RAW DATA:

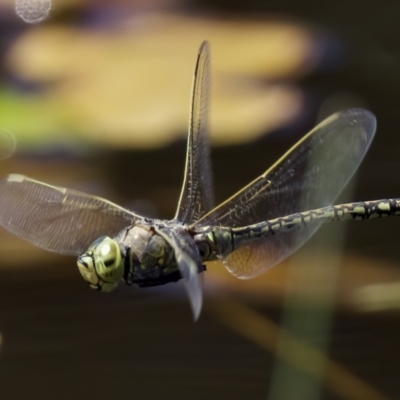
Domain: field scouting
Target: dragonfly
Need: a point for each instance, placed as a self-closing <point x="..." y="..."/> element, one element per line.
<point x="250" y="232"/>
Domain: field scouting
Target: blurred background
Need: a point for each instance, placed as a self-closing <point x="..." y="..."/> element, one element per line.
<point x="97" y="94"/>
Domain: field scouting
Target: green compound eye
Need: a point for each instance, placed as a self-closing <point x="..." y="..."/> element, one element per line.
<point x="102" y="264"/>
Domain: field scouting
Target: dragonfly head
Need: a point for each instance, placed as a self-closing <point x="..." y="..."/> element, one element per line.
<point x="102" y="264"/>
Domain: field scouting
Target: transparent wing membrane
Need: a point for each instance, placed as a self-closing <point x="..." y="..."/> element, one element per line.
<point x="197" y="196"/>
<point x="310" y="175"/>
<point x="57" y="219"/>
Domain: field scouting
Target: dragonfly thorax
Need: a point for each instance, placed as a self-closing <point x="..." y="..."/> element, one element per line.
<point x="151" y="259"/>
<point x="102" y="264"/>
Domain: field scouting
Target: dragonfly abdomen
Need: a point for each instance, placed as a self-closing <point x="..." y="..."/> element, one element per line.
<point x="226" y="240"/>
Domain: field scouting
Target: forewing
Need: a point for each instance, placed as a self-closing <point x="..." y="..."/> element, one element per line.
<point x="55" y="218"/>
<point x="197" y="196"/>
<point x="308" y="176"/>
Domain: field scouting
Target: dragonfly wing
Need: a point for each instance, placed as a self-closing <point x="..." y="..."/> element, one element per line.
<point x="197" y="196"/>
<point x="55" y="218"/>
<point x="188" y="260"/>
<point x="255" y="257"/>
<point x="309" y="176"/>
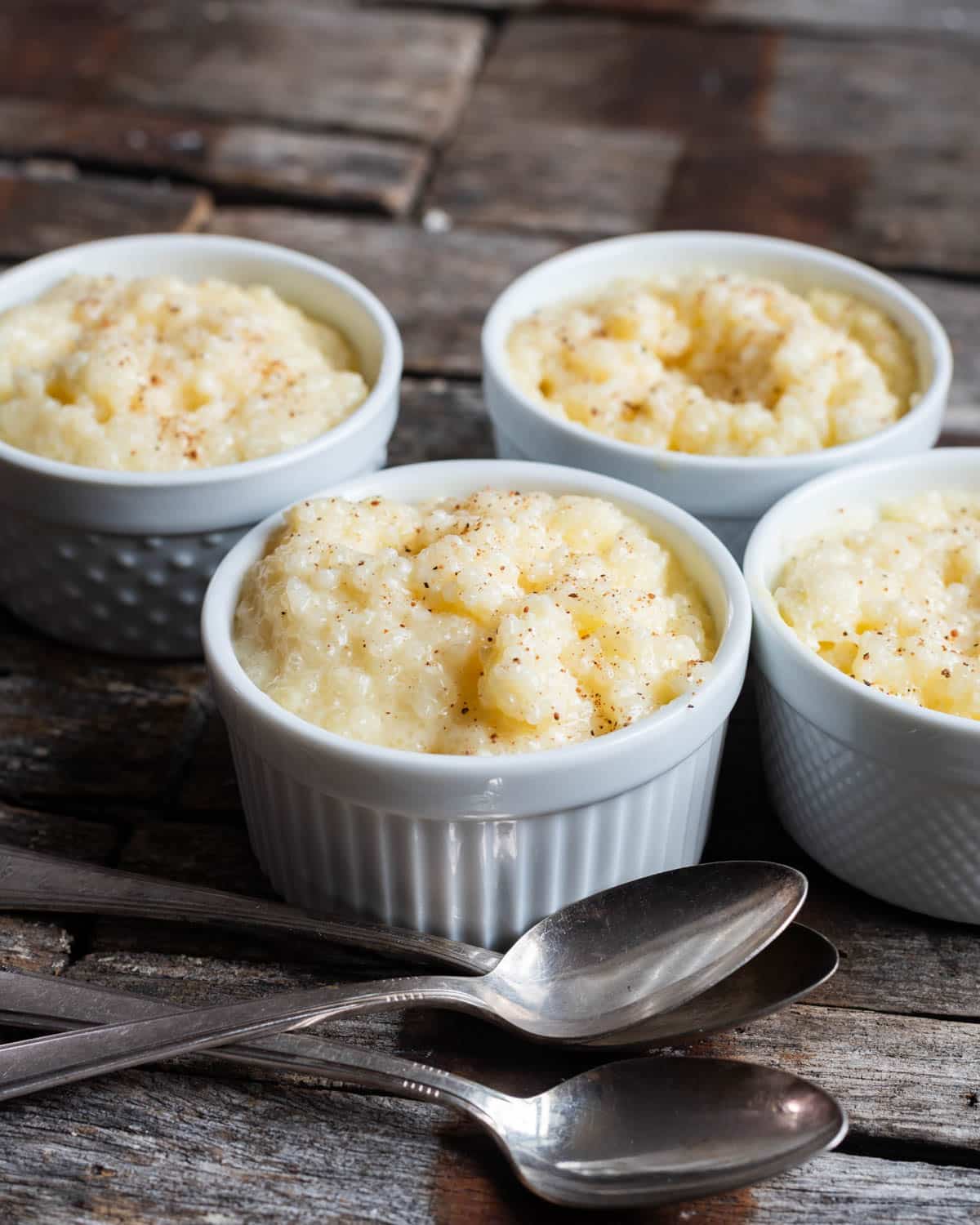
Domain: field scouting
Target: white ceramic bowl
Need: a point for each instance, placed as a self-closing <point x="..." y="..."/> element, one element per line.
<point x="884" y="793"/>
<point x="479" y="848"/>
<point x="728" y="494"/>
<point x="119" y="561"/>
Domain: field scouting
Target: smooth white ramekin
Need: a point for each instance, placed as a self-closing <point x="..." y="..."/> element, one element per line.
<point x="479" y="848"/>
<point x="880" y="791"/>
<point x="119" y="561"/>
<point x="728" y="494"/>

==

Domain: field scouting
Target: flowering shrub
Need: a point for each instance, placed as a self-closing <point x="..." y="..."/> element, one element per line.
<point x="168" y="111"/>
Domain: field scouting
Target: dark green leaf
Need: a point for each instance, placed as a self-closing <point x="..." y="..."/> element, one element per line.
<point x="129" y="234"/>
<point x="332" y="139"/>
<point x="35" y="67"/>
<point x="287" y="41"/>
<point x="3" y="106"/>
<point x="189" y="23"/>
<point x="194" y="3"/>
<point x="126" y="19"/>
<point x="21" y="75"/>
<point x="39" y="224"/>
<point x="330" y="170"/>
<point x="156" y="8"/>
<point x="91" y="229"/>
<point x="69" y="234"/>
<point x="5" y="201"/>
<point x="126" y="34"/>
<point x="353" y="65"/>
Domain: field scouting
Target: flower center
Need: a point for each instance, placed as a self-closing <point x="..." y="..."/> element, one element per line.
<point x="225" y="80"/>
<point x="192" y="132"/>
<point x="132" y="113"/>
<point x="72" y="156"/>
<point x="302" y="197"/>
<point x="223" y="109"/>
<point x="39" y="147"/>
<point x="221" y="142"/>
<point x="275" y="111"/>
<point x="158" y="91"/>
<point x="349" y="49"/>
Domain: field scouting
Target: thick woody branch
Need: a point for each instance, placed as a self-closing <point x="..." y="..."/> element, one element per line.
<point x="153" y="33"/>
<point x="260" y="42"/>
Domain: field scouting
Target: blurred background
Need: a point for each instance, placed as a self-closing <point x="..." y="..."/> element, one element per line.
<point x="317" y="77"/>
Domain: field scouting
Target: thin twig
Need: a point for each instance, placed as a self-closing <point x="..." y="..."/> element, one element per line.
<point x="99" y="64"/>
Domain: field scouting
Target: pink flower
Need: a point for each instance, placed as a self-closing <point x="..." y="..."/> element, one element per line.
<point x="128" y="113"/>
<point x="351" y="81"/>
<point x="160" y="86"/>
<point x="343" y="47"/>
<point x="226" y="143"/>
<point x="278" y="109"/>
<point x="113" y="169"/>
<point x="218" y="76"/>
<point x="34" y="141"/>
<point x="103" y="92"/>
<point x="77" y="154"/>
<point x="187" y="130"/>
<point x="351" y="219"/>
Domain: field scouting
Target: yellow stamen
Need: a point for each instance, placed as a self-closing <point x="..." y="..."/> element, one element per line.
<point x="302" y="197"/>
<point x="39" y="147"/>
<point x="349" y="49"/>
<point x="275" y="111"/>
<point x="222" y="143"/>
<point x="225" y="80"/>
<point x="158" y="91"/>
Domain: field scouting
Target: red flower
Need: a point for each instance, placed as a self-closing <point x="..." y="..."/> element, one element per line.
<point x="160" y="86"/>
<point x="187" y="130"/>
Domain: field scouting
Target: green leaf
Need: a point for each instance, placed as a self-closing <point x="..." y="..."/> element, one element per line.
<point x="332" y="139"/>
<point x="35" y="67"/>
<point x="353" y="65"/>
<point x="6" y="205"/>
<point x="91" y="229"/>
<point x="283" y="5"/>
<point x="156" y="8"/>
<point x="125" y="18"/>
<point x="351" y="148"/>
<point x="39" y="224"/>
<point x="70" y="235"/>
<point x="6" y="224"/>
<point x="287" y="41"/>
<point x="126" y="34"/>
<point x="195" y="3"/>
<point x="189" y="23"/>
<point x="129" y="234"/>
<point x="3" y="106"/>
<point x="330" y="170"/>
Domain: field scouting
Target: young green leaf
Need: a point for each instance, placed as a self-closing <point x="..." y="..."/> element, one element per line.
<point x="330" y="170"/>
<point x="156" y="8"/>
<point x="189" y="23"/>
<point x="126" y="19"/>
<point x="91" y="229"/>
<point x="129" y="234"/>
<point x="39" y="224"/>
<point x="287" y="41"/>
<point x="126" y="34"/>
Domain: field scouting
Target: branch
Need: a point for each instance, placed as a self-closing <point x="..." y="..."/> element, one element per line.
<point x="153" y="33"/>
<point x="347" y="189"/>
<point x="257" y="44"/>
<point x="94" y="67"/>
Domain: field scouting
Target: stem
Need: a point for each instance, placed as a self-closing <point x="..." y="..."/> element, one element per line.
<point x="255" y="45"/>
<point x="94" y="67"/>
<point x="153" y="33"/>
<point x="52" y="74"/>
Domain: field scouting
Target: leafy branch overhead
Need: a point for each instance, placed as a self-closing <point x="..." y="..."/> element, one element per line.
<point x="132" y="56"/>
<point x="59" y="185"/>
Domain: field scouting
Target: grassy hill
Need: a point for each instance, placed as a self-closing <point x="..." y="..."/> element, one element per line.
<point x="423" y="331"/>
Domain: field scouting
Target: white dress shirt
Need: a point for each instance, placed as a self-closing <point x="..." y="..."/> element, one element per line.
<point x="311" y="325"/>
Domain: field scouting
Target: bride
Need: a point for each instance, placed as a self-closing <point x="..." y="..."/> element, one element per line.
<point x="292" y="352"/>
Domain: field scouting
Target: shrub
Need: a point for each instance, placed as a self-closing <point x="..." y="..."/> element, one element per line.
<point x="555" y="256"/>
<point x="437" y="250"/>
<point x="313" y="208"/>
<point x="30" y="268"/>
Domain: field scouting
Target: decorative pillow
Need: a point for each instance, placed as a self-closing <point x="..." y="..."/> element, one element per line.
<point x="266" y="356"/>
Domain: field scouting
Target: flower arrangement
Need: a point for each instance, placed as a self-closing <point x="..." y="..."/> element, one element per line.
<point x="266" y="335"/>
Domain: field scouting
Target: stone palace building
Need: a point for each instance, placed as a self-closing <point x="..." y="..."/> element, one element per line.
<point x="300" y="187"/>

==

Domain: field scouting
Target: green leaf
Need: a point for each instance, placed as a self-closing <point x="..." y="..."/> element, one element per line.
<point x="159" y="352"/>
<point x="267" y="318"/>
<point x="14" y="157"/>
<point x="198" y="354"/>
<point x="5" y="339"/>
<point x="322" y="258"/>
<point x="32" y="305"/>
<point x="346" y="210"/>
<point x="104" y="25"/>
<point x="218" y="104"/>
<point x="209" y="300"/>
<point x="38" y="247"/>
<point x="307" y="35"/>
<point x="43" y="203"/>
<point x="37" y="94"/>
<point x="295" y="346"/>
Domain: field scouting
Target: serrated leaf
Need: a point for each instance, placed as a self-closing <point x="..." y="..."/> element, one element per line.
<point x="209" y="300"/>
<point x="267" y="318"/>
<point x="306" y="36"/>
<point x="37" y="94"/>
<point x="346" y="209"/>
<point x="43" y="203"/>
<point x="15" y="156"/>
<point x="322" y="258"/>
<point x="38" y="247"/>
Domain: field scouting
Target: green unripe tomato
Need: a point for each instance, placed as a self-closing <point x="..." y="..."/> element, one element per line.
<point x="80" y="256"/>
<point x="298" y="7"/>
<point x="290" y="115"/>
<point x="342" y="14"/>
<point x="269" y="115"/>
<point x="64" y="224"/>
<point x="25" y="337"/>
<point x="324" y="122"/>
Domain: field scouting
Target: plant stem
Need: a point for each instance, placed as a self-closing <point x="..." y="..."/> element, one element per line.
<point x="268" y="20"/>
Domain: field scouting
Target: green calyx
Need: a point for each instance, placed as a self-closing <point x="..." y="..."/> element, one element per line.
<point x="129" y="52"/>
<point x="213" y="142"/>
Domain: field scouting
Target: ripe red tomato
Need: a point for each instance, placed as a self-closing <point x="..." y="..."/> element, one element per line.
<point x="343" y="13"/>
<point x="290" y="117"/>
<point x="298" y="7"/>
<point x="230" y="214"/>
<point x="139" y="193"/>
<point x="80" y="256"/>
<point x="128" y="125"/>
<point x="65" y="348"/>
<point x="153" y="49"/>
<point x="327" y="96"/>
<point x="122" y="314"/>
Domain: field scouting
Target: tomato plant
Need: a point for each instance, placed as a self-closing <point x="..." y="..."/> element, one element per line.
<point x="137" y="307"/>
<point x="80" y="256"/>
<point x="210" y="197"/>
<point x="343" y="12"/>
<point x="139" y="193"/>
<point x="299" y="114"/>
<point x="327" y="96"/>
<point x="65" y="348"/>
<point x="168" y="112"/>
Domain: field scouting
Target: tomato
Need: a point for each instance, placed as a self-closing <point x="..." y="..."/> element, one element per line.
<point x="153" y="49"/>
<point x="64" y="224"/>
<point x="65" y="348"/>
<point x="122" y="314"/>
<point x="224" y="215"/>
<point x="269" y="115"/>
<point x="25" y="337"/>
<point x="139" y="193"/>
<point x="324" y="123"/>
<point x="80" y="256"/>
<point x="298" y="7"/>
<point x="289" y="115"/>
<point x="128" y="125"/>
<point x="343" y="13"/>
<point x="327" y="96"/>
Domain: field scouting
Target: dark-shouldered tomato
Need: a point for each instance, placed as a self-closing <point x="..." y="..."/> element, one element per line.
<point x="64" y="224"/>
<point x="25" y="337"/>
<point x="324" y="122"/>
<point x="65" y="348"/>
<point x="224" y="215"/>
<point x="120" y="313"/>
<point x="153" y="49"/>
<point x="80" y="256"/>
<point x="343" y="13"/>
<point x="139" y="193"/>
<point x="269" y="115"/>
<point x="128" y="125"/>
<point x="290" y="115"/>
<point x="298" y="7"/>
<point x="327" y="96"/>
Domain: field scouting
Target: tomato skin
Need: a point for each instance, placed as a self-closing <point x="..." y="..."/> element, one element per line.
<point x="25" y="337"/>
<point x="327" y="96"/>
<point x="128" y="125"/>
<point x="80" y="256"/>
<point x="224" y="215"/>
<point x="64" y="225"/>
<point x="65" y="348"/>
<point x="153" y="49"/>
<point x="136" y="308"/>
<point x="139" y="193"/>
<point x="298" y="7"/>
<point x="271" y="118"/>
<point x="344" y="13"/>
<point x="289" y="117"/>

WHAT YOU NEED TO DO:
Pick out and copy each line above that contains the word "white". Case counts.

ANSWER FOR THE TASK:
Target: white ceramic bowl
Target: smooth white ramekin
Target: white dress shirt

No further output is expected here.